_Lines of data_:
* * * * *
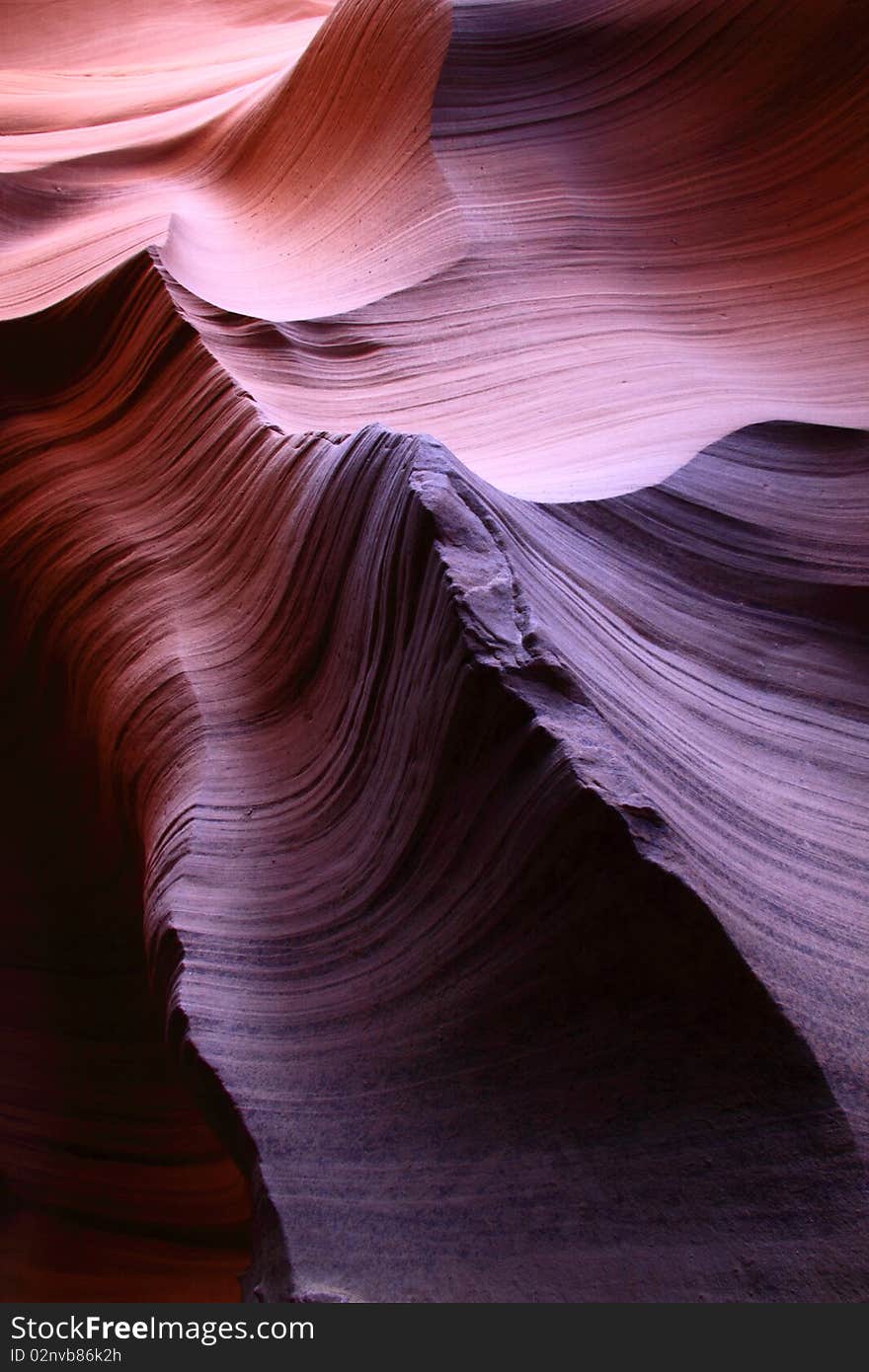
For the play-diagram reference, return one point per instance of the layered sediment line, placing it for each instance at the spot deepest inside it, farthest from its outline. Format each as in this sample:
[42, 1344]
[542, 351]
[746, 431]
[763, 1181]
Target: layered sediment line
[499, 864]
* * * * *
_THE PROBLEM_: Update the material by changing every "layered sediment line" to "stratified rock band" and leaving everything else the same. Omit the pictures from your answer.

_EXERCISE RESULT_:
For the play-diagram reference, return one point per instance of the stratified rock band, placing it for each instance at the spot deepest inside it, farthest from its outline. Format each as in this sample:
[42, 1344]
[542, 351]
[746, 431]
[763, 1181]
Target: stratified rock band
[499, 864]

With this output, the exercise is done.